== Provided passage ==
This is occurring in the context of a number of similar failures to come to grips with reality in the absurd noise that passes for public discourse in America, and the irresponsible power games that pass for politics. Climate change probably isn't the most harmful case, yet, though it's competitive...

Friday, December 02, 2005

Jack

This is the tag that flipped the flag that clobberred the makefile and caused it to break while it set the mode to load the node that made the stack get overflowed so it set the caching that caused the thrashing that crashed the node that loaded the code that lay in the job that Jack hacked.

Thursday, October 06, 2005

Kuhnian revolution

From sci.environment:

If this were usenet 1995 I could probably start an interesting and non-polarized digression by musing about when the last actual instance of a Kuhnian paradigm shift occurred.

The rise of physical climatology and its uneasy relationship to the established field of observational/statistical climatology actually has something in common with a Kuhninan shift.
===
== Extracted records ==
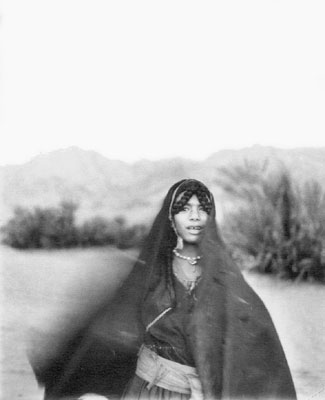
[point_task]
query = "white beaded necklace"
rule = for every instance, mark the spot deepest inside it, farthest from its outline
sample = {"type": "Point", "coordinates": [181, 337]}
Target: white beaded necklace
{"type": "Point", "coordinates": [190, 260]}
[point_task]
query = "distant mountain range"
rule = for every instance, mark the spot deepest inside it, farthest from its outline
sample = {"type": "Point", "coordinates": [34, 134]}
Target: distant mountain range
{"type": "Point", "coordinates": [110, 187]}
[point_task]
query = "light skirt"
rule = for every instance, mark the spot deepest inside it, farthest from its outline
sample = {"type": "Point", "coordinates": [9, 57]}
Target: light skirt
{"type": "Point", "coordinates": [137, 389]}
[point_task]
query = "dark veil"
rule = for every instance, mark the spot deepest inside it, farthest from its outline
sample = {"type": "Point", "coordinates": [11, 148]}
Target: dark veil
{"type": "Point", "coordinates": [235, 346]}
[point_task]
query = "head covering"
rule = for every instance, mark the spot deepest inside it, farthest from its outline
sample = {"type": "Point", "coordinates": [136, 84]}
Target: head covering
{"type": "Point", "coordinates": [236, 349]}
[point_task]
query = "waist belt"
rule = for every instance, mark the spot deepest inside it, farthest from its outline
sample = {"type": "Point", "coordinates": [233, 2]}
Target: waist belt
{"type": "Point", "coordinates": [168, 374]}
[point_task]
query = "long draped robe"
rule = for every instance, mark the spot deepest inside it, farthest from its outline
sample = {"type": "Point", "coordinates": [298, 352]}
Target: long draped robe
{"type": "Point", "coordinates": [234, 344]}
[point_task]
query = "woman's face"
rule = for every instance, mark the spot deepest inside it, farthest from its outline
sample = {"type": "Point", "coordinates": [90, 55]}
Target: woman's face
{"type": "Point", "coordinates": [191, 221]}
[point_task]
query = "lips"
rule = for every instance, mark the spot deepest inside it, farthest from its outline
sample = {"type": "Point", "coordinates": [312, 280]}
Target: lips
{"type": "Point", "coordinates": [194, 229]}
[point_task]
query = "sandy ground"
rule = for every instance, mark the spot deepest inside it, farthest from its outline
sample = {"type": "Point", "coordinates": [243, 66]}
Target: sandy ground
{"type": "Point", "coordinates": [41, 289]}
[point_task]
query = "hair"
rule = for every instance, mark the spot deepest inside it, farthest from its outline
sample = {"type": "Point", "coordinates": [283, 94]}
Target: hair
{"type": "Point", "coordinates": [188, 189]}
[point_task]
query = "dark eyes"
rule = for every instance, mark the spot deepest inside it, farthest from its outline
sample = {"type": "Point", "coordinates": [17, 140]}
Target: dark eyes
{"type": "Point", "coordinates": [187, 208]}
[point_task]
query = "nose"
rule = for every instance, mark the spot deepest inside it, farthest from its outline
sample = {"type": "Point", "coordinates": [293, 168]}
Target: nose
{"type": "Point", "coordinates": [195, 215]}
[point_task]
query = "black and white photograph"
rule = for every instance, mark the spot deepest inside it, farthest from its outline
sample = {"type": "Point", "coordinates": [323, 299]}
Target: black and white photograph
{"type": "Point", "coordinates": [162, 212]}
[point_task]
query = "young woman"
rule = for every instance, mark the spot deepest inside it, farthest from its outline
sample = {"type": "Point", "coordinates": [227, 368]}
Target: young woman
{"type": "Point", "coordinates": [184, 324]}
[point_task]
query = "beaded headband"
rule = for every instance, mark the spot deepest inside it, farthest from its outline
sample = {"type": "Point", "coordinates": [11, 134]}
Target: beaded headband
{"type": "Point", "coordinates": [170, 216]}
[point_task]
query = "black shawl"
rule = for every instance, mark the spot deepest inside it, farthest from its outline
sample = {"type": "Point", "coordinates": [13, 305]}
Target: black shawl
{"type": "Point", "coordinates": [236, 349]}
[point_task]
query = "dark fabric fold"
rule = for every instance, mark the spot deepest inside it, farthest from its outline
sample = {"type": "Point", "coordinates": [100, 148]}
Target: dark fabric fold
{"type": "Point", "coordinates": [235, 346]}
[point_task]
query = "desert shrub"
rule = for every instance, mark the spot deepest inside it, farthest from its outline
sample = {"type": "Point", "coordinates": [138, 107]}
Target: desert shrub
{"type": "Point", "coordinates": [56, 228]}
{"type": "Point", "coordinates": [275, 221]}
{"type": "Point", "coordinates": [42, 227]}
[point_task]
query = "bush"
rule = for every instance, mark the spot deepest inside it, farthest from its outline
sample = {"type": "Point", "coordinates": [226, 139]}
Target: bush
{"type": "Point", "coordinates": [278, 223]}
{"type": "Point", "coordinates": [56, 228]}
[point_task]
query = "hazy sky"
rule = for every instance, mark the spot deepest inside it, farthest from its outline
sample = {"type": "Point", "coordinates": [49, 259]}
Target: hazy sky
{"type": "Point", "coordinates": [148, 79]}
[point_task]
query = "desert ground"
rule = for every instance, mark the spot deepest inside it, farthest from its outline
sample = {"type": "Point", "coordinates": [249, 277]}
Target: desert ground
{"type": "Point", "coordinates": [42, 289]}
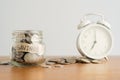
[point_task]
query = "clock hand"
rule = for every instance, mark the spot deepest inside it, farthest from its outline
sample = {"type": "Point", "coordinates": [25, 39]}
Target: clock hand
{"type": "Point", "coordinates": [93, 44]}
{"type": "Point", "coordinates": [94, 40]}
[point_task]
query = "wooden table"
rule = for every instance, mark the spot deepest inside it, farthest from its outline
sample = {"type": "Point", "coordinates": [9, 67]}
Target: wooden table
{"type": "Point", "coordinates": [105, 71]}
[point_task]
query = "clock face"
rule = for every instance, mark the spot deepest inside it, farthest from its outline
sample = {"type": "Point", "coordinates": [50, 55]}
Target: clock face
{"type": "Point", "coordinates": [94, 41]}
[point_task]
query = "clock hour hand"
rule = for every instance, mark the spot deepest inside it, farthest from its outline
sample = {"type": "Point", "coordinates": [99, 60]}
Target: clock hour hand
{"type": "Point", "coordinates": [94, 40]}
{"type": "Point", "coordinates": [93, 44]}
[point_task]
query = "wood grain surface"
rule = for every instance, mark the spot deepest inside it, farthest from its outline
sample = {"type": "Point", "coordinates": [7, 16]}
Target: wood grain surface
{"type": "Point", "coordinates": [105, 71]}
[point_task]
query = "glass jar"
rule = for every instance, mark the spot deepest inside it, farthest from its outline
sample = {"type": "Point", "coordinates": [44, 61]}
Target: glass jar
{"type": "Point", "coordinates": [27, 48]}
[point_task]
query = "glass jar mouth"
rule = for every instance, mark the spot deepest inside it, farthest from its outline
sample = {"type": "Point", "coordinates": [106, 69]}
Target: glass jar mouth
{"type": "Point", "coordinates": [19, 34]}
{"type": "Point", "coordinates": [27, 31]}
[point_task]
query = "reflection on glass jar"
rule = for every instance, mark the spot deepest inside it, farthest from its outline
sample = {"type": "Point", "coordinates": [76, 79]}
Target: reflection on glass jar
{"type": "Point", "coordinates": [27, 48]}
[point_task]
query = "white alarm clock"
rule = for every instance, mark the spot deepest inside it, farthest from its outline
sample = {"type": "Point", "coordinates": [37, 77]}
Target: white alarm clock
===
▶ [Activities]:
1) Answer these questions using the blog excerpt above.
(a) According to the first paragraph, what passes for politics in America?
(b) In the entry titled "Jack," what did the flag clobber?
(c) From which newsgroup does the entry titled "Kuhnian revolution" come?
2) Write the next few sentences of the blog entry about the Kuhnian revolution, picking up after its last line.

▶ [Numbered answers]:
1)
(a) The irresponsible power games.
(b) The makefile.
(c) sci.environment.

2)
Certainly Bill Gray is the very model of the old guard in that regard, and Reid Bryson also is a good exemplar. But really that story is more about the rise of a wholly new discipline, and the capacity of some but not all parts of a related discipline to adapt to it. I think it would make a nice history of science project to examine this. I'd venture that the critical moments in the transition were around 1980 and that many of the crucial players are around to interview.

But it's a marginal case; not really a revolution so much as coming to terms with an invasion.

dboh suggests that discovery of a new forcing may be discovered which would amount to a revolution in climatology. It might rock the boat, but it's hard to imagine it amounting to a paradigm shift. Snowball earth rocked the boat, but it didn't change the paradigm.

What profound new discoveries in the past 50 years really changed the way of thinking of *any* quantitative science?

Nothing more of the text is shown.